GIVEN ENTRIES
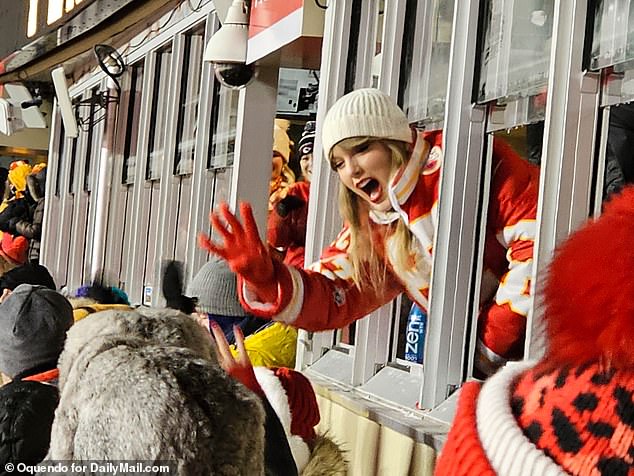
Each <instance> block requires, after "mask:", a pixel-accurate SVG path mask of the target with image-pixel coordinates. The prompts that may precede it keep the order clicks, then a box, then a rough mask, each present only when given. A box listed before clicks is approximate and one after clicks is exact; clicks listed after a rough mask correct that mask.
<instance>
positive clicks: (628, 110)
mask: <svg viewBox="0 0 634 476" xmlns="http://www.w3.org/2000/svg"><path fill="white" fill-rule="evenodd" d="M607 135H608V137H607V147H606V148H605V166H604V172H603V187H602V189H599V190H600V192H599V193H600V195H601V197H602V199H603V201H606V200H607V199H609V198H610V197H611V196H612V195H614V194H617V193H619V192H620V191H621V190H622V189H623V187H625V186H627V185H629V184H632V183H634V157H633V156H632V150H634V103H632V102H630V103H626V104H618V105H615V106H611V107H610V120H609V123H608V128H607Z"/></svg>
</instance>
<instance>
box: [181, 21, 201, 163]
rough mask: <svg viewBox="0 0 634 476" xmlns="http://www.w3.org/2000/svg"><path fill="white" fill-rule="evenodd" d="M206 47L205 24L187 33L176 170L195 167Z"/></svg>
mask: <svg viewBox="0 0 634 476" xmlns="http://www.w3.org/2000/svg"><path fill="white" fill-rule="evenodd" d="M204 48H205V30H204V28H198V29H197V30H196V31H193V32H189V33H186V34H185V51H184V60H183V75H182V79H181V92H180V101H179V104H180V107H179V110H178V123H177V127H178V129H177V137H178V142H177V145H176V157H175V160H174V174H179V175H180V174H190V173H192V171H193V168H194V167H193V164H194V145H195V142H196V123H197V120H198V103H199V101H200V73H201V68H202V64H203V61H202V59H203V50H204Z"/></svg>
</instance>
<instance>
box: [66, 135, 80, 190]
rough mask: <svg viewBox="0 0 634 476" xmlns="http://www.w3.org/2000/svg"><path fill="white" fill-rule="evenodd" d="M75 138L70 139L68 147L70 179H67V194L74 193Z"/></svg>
mask: <svg viewBox="0 0 634 476" xmlns="http://www.w3.org/2000/svg"><path fill="white" fill-rule="evenodd" d="M77 142H78V141H77V137H73V138H72V139H71V146H70V177H69V178H68V193H70V194H71V195H72V194H73V193H74V192H75V167H76V165H77V160H76V159H77Z"/></svg>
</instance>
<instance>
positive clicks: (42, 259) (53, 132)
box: [40, 98, 66, 283]
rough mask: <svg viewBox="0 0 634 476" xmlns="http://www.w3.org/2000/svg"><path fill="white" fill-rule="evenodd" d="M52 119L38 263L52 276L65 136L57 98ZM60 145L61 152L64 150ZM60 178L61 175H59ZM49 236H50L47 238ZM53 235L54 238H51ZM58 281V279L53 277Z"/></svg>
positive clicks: (56, 243)
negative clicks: (59, 186)
mask: <svg viewBox="0 0 634 476" xmlns="http://www.w3.org/2000/svg"><path fill="white" fill-rule="evenodd" d="M52 111H53V112H52V113H51V114H53V120H52V121H51V122H52V124H51V136H50V137H51V138H50V144H49V151H51V154H50V157H49V160H48V165H47V172H46V174H47V176H48V180H47V181H46V191H45V196H46V197H47V198H46V200H45V201H44V217H43V220H42V237H41V240H40V244H41V247H40V263H42V264H43V265H44V266H46V267H47V268H49V270H50V271H51V273H53V276H56V274H57V262H56V257H57V255H59V249H56V248H55V247H59V245H60V242H61V241H62V240H60V239H59V237H60V231H61V230H60V229H59V224H60V222H61V216H60V212H61V207H60V198H59V197H56V196H55V187H56V186H59V185H58V184H57V183H56V182H57V171H58V169H59V165H60V156H59V150H60V145H65V144H64V141H65V140H66V137H65V136H64V135H62V131H61V129H62V118H61V114H60V113H58V112H57V98H55V99H54V100H53V109H52ZM63 149H64V148H63V147H62V153H63V152H64V150H63ZM60 179H61V177H60ZM49 236H50V238H49ZM53 237H55V240H53ZM55 282H56V283H57V282H58V279H57V278H56V279H55Z"/></svg>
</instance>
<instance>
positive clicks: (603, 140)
mask: <svg viewBox="0 0 634 476" xmlns="http://www.w3.org/2000/svg"><path fill="white" fill-rule="evenodd" d="M611 113H612V107H604V108H603V113H602V115H601V117H602V120H601V135H600V136H599V154H598V157H597V160H598V163H597V178H596V181H595V186H594V190H595V192H594V193H595V195H594V210H593V211H592V216H593V217H594V218H598V217H599V215H601V208H602V207H603V190H604V187H605V162H606V156H607V151H608V137H609V134H610V114H611Z"/></svg>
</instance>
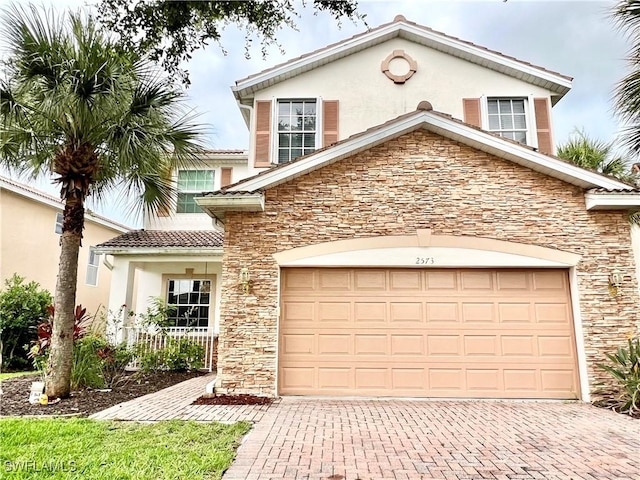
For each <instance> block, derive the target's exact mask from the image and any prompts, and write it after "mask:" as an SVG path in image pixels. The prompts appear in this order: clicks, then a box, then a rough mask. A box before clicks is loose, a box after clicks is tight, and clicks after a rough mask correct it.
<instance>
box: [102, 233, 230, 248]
mask: <svg viewBox="0 0 640 480" xmlns="http://www.w3.org/2000/svg"><path fill="white" fill-rule="evenodd" d="M222 243H223V236H222V234H221V233H220V232H216V231H213V230H134V231H132V232H128V233H125V234H123V235H120V236H118V237H115V238H112V239H111V240H107V241H106V242H104V243H101V244H100V245H98V246H97V248H98V249H100V250H105V249H114V248H118V249H121V248H127V249H136V248H182V249H190V248H198V249H202V248H220V247H222Z"/></svg>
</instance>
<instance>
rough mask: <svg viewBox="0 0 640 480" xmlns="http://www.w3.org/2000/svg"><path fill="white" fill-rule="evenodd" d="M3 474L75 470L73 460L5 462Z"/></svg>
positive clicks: (48, 471) (76, 467) (8, 460)
mask: <svg viewBox="0 0 640 480" xmlns="http://www.w3.org/2000/svg"><path fill="white" fill-rule="evenodd" d="M3 467H4V470H5V472H75V471H76V470H77V466H76V462H75V461H74V460H69V461H64V460H62V461H61V460H51V461H48V462H39V461H36V460H16V461H10V460H7V461H5V462H4V464H3Z"/></svg>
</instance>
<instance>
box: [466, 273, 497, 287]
mask: <svg viewBox="0 0 640 480" xmlns="http://www.w3.org/2000/svg"><path fill="white" fill-rule="evenodd" d="M460 279H461V287H462V289H463V290H483V291H493V288H494V280H493V275H492V273H491V272H490V271H484V270H478V271H467V272H461V273H460Z"/></svg>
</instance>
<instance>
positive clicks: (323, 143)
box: [322, 100, 338, 147]
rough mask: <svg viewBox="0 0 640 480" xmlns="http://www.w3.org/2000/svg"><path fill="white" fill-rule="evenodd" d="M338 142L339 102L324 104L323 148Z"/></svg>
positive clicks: (322, 128)
mask: <svg viewBox="0 0 640 480" xmlns="http://www.w3.org/2000/svg"><path fill="white" fill-rule="evenodd" d="M337 141H338V100H324V101H323V102H322V146H323V147H328V146H329V145H333V144H334V143H336V142H337Z"/></svg>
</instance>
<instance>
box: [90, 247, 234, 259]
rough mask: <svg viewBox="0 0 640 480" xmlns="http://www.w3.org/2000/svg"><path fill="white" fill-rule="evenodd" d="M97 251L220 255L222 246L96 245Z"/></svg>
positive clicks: (103, 253)
mask: <svg viewBox="0 0 640 480" xmlns="http://www.w3.org/2000/svg"><path fill="white" fill-rule="evenodd" d="M94 250H95V252H96V253H99V254H105V255H116V256H117V255H149V256H167V255H180V256H200V255H205V256H220V257H222V247H211V248H205V247H195V248H190V247H96V248H95V249H94Z"/></svg>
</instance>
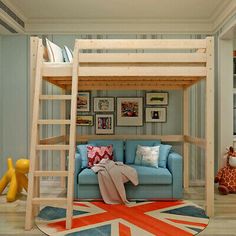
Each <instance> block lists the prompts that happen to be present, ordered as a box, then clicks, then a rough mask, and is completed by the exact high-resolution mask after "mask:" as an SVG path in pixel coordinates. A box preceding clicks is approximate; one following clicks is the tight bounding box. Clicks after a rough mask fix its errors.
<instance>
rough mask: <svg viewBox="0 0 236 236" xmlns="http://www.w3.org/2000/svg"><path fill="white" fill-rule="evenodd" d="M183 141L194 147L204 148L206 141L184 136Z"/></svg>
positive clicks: (187, 135)
mask: <svg viewBox="0 0 236 236" xmlns="http://www.w3.org/2000/svg"><path fill="white" fill-rule="evenodd" d="M184 141H185V142H187V143H191V144H194V145H196V146H197V147H200V148H203V149H205V148H206V140H205V139H203V138H197V137H191V136H188V135H185V136H184Z"/></svg>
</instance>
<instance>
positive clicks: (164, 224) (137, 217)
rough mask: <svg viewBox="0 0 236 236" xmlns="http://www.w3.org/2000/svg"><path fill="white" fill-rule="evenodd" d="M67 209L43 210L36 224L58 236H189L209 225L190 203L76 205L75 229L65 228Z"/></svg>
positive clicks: (133, 203)
mask: <svg viewBox="0 0 236 236" xmlns="http://www.w3.org/2000/svg"><path fill="white" fill-rule="evenodd" d="M65 216H66V209H65V208H58V207H49V206H47V207H45V208H43V209H42V210H41V211H40V213H39V215H38V217H37V218H36V224H37V226H38V228H39V229H40V230H41V231H43V232H44V233H45V234H48V235H53V236H59V235H68V236H75V235H78V236H131V235H133V236H151V235H157V236H176V235H180V236H189V235H196V234H198V233H199V232H201V231H202V230H203V229H204V228H205V227H206V226H207V225H208V222H209V218H208V217H207V216H206V214H205V212H204V210H203V209H202V208H200V207H199V206H197V205H195V204H193V203H191V202H188V201H155V202H154V201H153V202H135V203H134V202H132V203H130V204H128V205H120V204H117V205H107V204H105V203H103V202H74V212H73V222H72V228H71V229H70V230H66V228H65Z"/></svg>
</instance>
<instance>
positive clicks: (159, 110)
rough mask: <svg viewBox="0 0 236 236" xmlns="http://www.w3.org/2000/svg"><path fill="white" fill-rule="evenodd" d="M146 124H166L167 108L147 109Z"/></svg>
mask: <svg viewBox="0 0 236 236" xmlns="http://www.w3.org/2000/svg"><path fill="white" fill-rule="evenodd" d="M145 114H146V122H160V123H161V122H166V107H146V112H145Z"/></svg>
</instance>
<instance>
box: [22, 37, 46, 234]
mask: <svg viewBox="0 0 236 236" xmlns="http://www.w3.org/2000/svg"><path fill="white" fill-rule="evenodd" d="M42 63H43V44H42V39H39V42H38V47H37V57H36V71H35V91H34V102H33V117H32V125H31V127H32V128H31V144H30V167H29V174H28V179H29V184H28V185H29V187H28V194H27V204H26V221H25V229H26V230H30V229H31V228H32V218H33V204H32V199H33V196H34V175H33V174H34V171H35V164H36V163H35V158H36V145H37V141H38V135H37V131H38V127H37V126H38V124H37V120H38V116H39V95H40V91H41V89H42V79H41V78H42Z"/></svg>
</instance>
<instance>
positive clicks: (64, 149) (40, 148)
mask: <svg viewBox="0 0 236 236" xmlns="http://www.w3.org/2000/svg"><path fill="white" fill-rule="evenodd" d="M69 148H70V145H37V148H36V149H37V150H69Z"/></svg>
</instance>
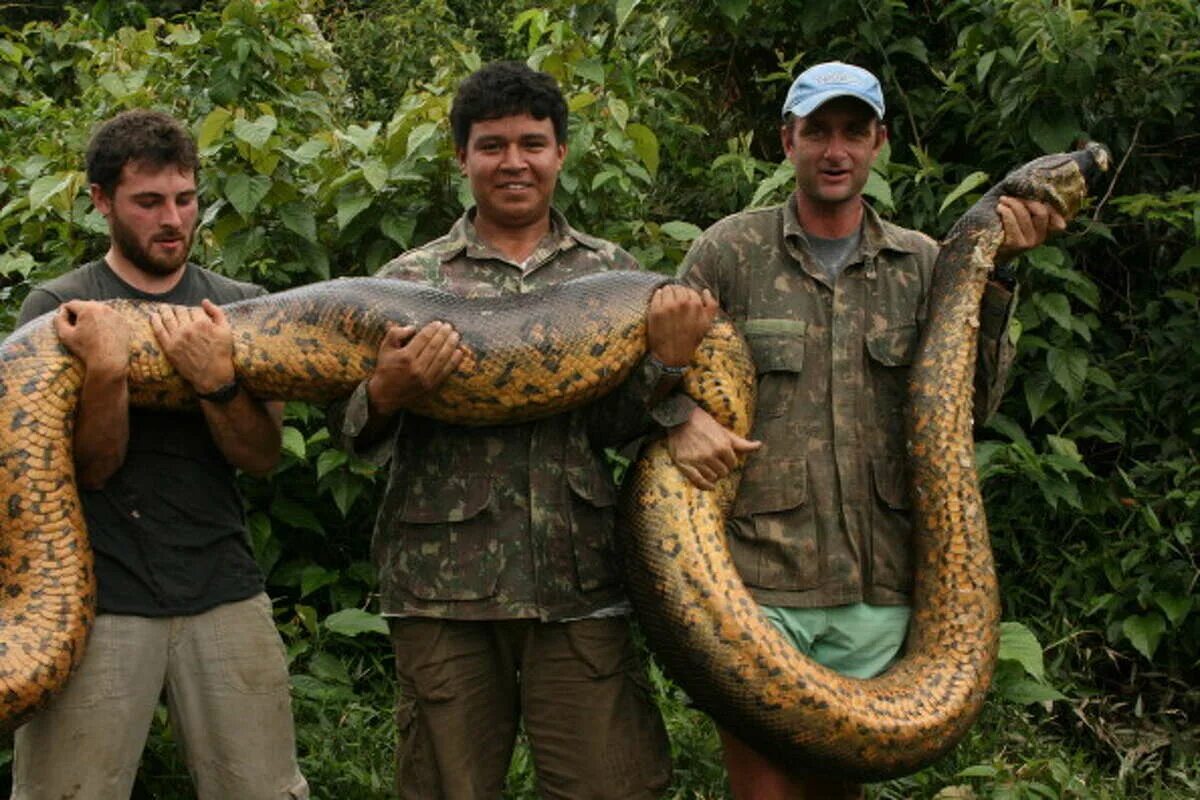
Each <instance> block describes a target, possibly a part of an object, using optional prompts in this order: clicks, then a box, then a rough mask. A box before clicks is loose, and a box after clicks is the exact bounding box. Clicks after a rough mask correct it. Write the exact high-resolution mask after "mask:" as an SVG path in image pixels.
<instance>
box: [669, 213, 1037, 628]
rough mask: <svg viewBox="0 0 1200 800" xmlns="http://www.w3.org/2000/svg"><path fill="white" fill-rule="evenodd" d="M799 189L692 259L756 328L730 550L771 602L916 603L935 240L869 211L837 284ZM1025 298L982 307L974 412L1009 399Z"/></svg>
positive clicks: (993, 405) (714, 284)
mask: <svg viewBox="0 0 1200 800" xmlns="http://www.w3.org/2000/svg"><path fill="white" fill-rule="evenodd" d="M794 203H796V200H794V196H793V198H792V199H791V200H790V201H788V203H787V204H784V205H779V206H774V207H770V209H761V210H752V211H745V212H742V213H738V215H734V216H732V217H727V218H725V219H722V221H720V222H718V223H716V224H715V225H713V227H712V228H710V229H709V230H707V231H706V233H704V234H703V235H702V236H701V237H700V239H697V240H696V242H695V243H694V245H692V247H691V249H690V251H689V253H688V255H686V258H685V259H684V263H683V265H682V267H680V276H682V278H683V281H684V283H686V284H688V285H692V287H696V288H708V289H710V290H712V291H713V294H714V295H715V296H716V299H718V300H719V302H720V305H721V307H722V308H724V309H725V311H726V312H727V313H728V314H730V315H731V317H732V318H733V320H734V321H736V323H737V324H738V325H739V327H740V330H742V331H743V333H744V335H745V337H746V339H748V342H749V344H750V349H751V351H752V355H754V360H755V365H756V371H757V379H758V399H757V409H756V415H755V427H754V429H752V432H751V437H752V438H755V439H760V440H762V441H763V447H762V449H761V450H758V451H757V452H754V453H751V455H750V456H749V458H748V461H746V464H745V471H744V475H743V479H742V488H740V491H739V493H738V498H737V501H736V504H734V507H733V512H732V513H731V516H730V521H728V531H730V548H731V552H732V555H733V560H734V563H736V564H737V567H738V570H739V572H740V575H742V577H743V579H744V581H745V583H746V585H748V588H749V589H750V591H751V593H752V594H754V596H755V599H756V600H757V601H758V602H760V603H767V604H775V606H791V607H827V606H841V604H848V603H858V602H866V603H871V604H877V606H890V604H906V603H907V602H908V596H910V593H911V589H912V547H911V543H912V542H911V537H912V525H911V522H910V501H908V482H907V476H906V474H905V446H904V439H905V433H904V408H905V404H906V398H907V378H908V368H910V366H911V363H912V360H913V356H914V354H916V350H917V344H918V339H919V337H920V332H922V327H923V325H924V323H925V313H926V300H928V294H929V288H930V278H931V273H932V267H934V260H935V259H936V257H937V245H936V243H935V242H934V240H931V239H930V237H928V236H925V235H924V234H920V233H918V231H914V230H907V229H905V228H900V227H898V225H894V224H890V223H888V222H884V221H883V219H881V218H880V217H878V215H876V213H875V211H874V210H871V209H870V207H869V206H868V207H866V211H865V215H864V219H863V236H862V241H860V243H859V248H858V253H857V257H856V258H853V259H852V261H851V264H848V265H847V266H846V267H845V270H844V271H842V272H841V275H840V276H839V277H838V279H836V282H830V281H829V278H828V277H827V275H826V272H824V270H823V269H822V267H821V266H820V265H818V264H816V263H815V260H814V259H812V257H811V255H810V254H809V251H808V245H806V239H805V235H804V231H803V229H802V228H800V225H799V222H798V221H797V218H796V206H794ZM1013 306H1014V295H1013V294H1012V293H1009V291H1007V290H1006V289H1003V288H1001V287H998V285H994V284H990V285H989V289H988V291H986V294H985V296H984V301H983V307H982V309H980V331H982V337H980V345H979V369H978V373H979V374H978V380H977V397H976V413H977V417H983V416H985V415H986V414H988V413H990V410H991V409H994V408H995V404H996V403H997V402H998V399H1000V395H1001V392H1002V390H1003V381H1004V377H1006V374H1007V371H1008V366H1009V363H1010V362H1012V355H1013V345H1012V342H1010V341H1009V338H1008V336H1007V329H1008V323H1009V319H1010V315H1012V311H1013Z"/></svg>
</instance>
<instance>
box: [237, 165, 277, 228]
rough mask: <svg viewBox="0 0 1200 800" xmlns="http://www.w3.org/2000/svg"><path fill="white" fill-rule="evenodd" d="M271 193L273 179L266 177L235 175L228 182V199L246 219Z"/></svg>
mask: <svg viewBox="0 0 1200 800" xmlns="http://www.w3.org/2000/svg"><path fill="white" fill-rule="evenodd" d="M270 191H271V179H270V178H266V176H265V175H247V174H246V173H234V174H233V175H230V176H229V178H228V179H227V180H226V198H227V199H228V200H229V204H230V205H233V207H234V209H235V210H236V211H238V213H240V215H241V216H242V217H244V218H248V217H250V215H251V213H253V212H254V209H257V207H258V204H259V203H262V201H263V198H264V197H266V193H268V192H270Z"/></svg>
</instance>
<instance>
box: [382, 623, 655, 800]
mask: <svg viewBox="0 0 1200 800" xmlns="http://www.w3.org/2000/svg"><path fill="white" fill-rule="evenodd" d="M391 636H392V645H394V649H395V652H396V675H397V682H398V685H400V699H398V702H397V706H396V727H397V730H398V734H400V746H398V748H397V753H396V754H397V764H396V786H397V792H398V794H400V796H401V798H406V799H408V798H410V799H413V800H437V799H444V800H493V798H500V796H504V794H503V787H504V776H505V774H506V772H508V768H509V758H510V757H511V753H512V744H514V741H515V739H516V735H517V715H518V711H520V716H521V721H522V724H523V728H524V732H526V734H527V735H528V738H529V750H530V753H532V756H533V762H534V771H535V772H536V776H538V795H539V796H541V798H547V799H554V798H557V799H562V800H580V799H582V798H592V799H595V800H601V799H611V800H617V799H620V800H638V799H644V800H650V799H652V798H660V796H662V792H664V790H665V789H666V787H667V783H668V782H670V780H671V753H670V747H668V744H667V736H666V729H665V728H664V724H662V717H661V716H660V714H659V710H658V708H656V706H655V705H654V700H653V696H652V693H650V688H649V685H648V682H647V678H646V668H644V666H643V664H642V663H641V662H640V660H638V657H637V652H636V650H635V648H634V644H632V640H631V637H630V632H629V625H628V622H626V621H625V620H624V619H612V618H610V619H587V620H577V621H571V622H536V621H533V620H509V621H499V622H476V621H456V620H431V619H412V618H410V619H395V618H394V619H392V620H391Z"/></svg>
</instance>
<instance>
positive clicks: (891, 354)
mask: <svg viewBox="0 0 1200 800" xmlns="http://www.w3.org/2000/svg"><path fill="white" fill-rule="evenodd" d="M919 337H920V331H919V329H918V327H917V326H916V325H911V324H910V325H896V326H893V327H888V329H884V330H882V331H877V332H875V333H869V335H868V336H866V354H868V356H869V357H868V369H869V371H870V386H871V395H872V396H874V407H875V415H877V419H880V420H881V422H883V423H884V429H886V431H887V434H888V435H889V437H892V438H895V437H901V435H904V411H905V408H907V405H908V371H910V368H911V367H912V362H913V359H916V357H917V345H918V344H919Z"/></svg>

WORK REQUEST
From the records above, return each line where "loose" occurs.

TASK SOLUTION
For each <instance> block, derive the target's exact mask from the image and any prompts, and write it after "mask:" as an SVG path in image pixels. The prompts appear in this order: clicks, then a box, then a rough mask. A box before clicks is loose, a box after clicks is tight, and clicks after a rough mask correct it.
Each <instance> block describes a target, possibly a part of an object, using optional prompts in this order: clicks, then a box, then a rough mask. A box before clicks is loose, and a box after clicks is the exact bounding box. Clicks after a rough mask correct it. Write the exact high-resolution mask after "mask:" as an SVG path in image pixels.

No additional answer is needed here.